* **EXERCISE**: Print the records again, character for character.

─── EXTRACTED DATA

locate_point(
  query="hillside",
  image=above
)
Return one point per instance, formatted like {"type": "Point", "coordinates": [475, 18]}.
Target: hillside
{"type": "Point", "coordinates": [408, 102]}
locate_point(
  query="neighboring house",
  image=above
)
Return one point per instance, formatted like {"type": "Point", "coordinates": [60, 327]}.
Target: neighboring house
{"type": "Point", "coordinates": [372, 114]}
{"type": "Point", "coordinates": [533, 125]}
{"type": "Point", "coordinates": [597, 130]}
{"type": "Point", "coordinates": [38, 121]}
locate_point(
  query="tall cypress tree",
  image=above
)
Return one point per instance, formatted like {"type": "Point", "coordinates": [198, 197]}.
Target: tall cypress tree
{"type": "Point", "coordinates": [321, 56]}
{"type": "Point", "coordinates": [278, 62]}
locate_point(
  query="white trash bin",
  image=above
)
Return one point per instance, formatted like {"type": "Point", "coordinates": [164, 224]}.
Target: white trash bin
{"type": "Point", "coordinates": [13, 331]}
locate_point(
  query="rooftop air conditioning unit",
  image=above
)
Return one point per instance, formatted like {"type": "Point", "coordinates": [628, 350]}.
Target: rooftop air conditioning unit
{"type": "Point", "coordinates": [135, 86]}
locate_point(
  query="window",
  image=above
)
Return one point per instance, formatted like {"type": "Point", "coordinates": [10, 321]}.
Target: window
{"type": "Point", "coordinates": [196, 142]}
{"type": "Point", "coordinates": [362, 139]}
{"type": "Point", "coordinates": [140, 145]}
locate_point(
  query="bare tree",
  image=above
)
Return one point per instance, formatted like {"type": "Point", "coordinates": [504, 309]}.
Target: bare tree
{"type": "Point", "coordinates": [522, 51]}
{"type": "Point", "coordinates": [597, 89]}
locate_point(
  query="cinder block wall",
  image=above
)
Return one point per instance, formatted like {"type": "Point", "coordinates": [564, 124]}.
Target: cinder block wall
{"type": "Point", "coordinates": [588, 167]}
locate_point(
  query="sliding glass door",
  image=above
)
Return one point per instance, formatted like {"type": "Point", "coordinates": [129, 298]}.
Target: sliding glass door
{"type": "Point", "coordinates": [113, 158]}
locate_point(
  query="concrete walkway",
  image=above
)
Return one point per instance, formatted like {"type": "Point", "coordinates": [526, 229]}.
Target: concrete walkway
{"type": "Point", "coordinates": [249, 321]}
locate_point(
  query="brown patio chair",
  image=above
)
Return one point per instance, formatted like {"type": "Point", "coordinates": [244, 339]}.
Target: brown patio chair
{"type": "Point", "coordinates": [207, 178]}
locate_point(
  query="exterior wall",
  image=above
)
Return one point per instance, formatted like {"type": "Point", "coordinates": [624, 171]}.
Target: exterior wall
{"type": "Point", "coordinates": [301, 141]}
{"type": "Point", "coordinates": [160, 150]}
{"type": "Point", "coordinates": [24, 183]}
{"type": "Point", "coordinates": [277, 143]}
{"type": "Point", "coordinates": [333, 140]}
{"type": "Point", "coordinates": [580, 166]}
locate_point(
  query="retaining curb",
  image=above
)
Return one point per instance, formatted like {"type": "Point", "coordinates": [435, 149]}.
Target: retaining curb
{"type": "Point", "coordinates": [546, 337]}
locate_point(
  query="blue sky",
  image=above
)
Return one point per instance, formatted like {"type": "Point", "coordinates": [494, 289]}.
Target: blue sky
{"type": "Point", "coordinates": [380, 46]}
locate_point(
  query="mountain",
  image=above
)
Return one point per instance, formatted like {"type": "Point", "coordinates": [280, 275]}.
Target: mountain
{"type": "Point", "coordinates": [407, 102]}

──────

* **WRITTEN RESPONSE**:
locate_point(
  query="hillside",
  image=above
)
Return one point per instance, formatted like {"type": "Point", "coordinates": [475, 18]}.
Target: hillside
{"type": "Point", "coordinates": [408, 102]}
locate_point(
  query="neighboring house",
  image=above
)
Return one point per instance, formatted like {"type": "Point", "coordinates": [60, 327]}.
Target: neighboring house
{"type": "Point", "coordinates": [372, 114]}
{"type": "Point", "coordinates": [533, 125]}
{"type": "Point", "coordinates": [597, 130]}
{"type": "Point", "coordinates": [38, 121]}
locate_point(
  query="tall cypress tree",
  image=above
)
Return one point per instance, formatted like {"type": "Point", "coordinates": [198, 197]}.
Target: tall cypress tree
{"type": "Point", "coordinates": [321, 56]}
{"type": "Point", "coordinates": [278, 62]}
locate_point(
  query="white trash bin",
  image=above
)
Return one point per instance, formatted like {"type": "Point", "coordinates": [164, 224]}.
Target: white trash bin
{"type": "Point", "coordinates": [13, 331]}
locate_point(
  query="rooftop air conditioning unit",
  image=above
)
Return one point per instance, formatted like {"type": "Point", "coordinates": [628, 350]}.
Target: rooftop air conditioning unit
{"type": "Point", "coordinates": [135, 86]}
locate_point(
  query="window",
  image=above
)
Return one point per instance, formatted like {"type": "Point", "coordinates": [10, 321]}.
Target: window
{"type": "Point", "coordinates": [196, 142]}
{"type": "Point", "coordinates": [362, 139]}
{"type": "Point", "coordinates": [140, 145]}
locate_point(
  query="bare tree",
  image=above
)
Return one point per instance, formatted like {"type": "Point", "coordinates": [504, 309]}.
Target: bare tree
{"type": "Point", "coordinates": [522, 51]}
{"type": "Point", "coordinates": [597, 89]}
locate_point(
  query="cinder block wall",
  image=above
)
Return one point per instance, formatted like {"type": "Point", "coordinates": [564, 124]}.
Target: cinder block wall
{"type": "Point", "coordinates": [588, 167]}
locate_point(
  query="sliding glass door",
  image=above
)
Return one point per instance, formatted like {"type": "Point", "coordinates": [129, 298]}.
Target: sliding glass door
{"type": "Point", "coordinates": [113, 158]}
locate_point(
  query="concrete walkway",
  image=above
)
Return one point per instance, formatted like {"type": "Point", "coordinates": [526, 229]}.
Target: concrete walkway
{"type": "Point", "coordinates": [249, 321]}
locate_point(
  query="brown patio chair",
  image=above
)
Return one point per instance, formatted like {"type": "Point", "coordinates": [244, 339]}.
Target: brown patio chair
{"type": "Point", "coordinates": [207, 178]}
locate_point(
  query="exterior wall",
  image=above
)
Return one point per instance, formatted like {"type": "Point", "coordinates": [624, 171]}.
Target: exterior wall
{"type": "Point", "coordinates": [301, 141]}
{"type": "Point", "coordinates": [160, 150]}
{"type": "Point", "coordinates": [24, 183]}
{"type": "Point", "coordinates": [277, 143]}
{"type": "Point", "coordinates": [333, 140]}
{"type": "Point", "coordinates": [580, 166]}
locate_point(
  query="retaining curb",
  image=above
)
Return one point per instance, formatted like {"type": "Point", "coordinates": [435, 149]}.
Target: retaining curb
{"type": "Point", "coordinates": [546, 337]}
locate_point(
  query="blue sky",
  image=above
)
Return one point per instance, formatted like {"type": "Point", "coordinates": [494, 289]}.
Target: blue sky
{"type": "Point", "coordinates": [380, 46]}
locate_point(
  query="mountain",
  image=above
)
Return one point per instance, formatted like {"type": "Point", "coordinates": [280, 275]}.
Target: mountain
{"type": "Point", "coordinates": [407, 102]}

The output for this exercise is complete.